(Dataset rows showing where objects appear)

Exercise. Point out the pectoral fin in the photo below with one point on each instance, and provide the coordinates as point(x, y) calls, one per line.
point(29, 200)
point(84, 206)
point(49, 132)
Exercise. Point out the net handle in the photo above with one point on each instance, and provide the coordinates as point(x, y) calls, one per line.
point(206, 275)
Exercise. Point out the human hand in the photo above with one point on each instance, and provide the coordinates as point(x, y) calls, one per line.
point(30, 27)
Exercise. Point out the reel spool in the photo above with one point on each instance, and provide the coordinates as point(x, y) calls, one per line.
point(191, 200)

▶ **INSTRUCTION**
Print every item above again, word for word, with nothing changed.

▶ **FINISHED ANSWER**
Exercise. Point out the pectoral fin in the photo below with one point on each instance, and provide the coordinates as point(x, y) calls, one per line.
point(29, 200)
point(84, 206)
point(49, 132)
Exercise. Point out the net handle in the photo above with one point on each instance, and provide the coordinates as point(x, y) calls, one per line.
point(206, 275)
Exercise. Point out the human hand in the photo above with one point on each instance, and provide the coordinates as point(x, y) calls, one per line.
point(30, 27)
Exercise. Point out the reel spool in the photo above with one point on each instance, and provide the coordinates as point(x, y) calls, one per line.
point(191, 200)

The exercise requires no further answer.